* [SHORT PROBLEM] State how many lines in the entries that follow contain the word "below". Reply with the number alone.

Rows of box annotation data
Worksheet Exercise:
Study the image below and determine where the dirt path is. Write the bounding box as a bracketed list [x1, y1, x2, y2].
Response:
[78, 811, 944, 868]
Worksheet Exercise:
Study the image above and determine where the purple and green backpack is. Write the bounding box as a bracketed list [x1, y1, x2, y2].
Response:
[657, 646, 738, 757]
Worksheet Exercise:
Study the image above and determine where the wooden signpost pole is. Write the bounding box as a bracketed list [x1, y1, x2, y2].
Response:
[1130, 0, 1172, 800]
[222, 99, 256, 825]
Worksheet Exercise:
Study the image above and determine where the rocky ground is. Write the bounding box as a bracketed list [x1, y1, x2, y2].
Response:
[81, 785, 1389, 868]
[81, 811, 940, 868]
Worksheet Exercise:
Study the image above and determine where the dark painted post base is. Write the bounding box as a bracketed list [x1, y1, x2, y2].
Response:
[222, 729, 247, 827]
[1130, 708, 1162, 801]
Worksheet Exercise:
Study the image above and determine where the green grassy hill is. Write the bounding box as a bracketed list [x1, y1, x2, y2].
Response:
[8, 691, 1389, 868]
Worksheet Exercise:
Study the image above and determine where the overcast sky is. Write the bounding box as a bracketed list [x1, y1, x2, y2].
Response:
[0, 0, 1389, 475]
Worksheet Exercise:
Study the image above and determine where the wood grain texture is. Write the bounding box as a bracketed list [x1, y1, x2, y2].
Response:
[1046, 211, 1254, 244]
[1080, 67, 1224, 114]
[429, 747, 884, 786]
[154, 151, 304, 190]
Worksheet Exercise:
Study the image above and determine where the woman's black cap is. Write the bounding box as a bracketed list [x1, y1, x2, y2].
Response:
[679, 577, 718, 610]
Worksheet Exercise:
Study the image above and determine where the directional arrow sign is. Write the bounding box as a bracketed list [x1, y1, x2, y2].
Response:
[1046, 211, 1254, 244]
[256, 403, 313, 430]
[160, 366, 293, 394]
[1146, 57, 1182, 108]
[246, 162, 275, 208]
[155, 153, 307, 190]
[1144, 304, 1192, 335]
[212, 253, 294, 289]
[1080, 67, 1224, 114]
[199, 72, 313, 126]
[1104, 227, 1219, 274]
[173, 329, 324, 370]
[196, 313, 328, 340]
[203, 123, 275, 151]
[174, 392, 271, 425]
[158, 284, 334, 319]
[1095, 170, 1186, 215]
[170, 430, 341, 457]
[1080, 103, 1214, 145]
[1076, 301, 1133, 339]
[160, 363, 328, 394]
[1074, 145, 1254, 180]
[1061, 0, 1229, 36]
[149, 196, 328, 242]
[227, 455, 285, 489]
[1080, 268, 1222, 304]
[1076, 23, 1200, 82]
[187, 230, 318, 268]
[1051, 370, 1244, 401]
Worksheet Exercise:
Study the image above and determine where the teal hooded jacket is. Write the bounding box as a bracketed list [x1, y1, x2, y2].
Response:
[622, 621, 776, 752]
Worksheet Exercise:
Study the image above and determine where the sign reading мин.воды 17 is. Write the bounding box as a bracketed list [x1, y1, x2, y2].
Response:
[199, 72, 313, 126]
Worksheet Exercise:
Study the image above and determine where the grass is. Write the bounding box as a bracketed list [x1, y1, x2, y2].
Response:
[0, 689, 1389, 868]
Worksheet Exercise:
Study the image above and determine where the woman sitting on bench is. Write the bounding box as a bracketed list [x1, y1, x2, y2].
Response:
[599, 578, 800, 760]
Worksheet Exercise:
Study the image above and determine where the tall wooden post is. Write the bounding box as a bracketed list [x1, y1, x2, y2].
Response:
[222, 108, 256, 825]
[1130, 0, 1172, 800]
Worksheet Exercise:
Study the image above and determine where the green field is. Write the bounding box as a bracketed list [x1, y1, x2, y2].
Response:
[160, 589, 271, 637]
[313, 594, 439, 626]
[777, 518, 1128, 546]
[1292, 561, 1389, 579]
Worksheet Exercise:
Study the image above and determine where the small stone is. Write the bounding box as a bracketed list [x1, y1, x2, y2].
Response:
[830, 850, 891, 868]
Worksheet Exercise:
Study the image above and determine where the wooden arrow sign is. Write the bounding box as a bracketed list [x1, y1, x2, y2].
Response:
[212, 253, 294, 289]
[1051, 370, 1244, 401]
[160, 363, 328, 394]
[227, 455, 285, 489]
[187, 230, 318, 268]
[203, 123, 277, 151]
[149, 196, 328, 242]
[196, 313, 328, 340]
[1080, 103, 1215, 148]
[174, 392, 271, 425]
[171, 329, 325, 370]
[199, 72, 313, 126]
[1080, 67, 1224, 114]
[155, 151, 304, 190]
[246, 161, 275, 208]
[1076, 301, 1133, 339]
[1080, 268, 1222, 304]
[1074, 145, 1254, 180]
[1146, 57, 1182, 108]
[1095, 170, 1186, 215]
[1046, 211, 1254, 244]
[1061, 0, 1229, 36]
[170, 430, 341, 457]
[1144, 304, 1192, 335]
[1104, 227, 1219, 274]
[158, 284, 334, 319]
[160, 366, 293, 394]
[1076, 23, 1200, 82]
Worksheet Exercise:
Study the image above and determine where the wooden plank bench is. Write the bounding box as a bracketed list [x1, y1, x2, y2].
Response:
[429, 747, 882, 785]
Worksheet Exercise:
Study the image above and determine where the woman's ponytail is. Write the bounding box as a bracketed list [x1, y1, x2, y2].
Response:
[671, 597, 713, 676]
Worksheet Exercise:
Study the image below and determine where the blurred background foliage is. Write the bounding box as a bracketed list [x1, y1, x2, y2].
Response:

* [EXPECTED ANSWER] 2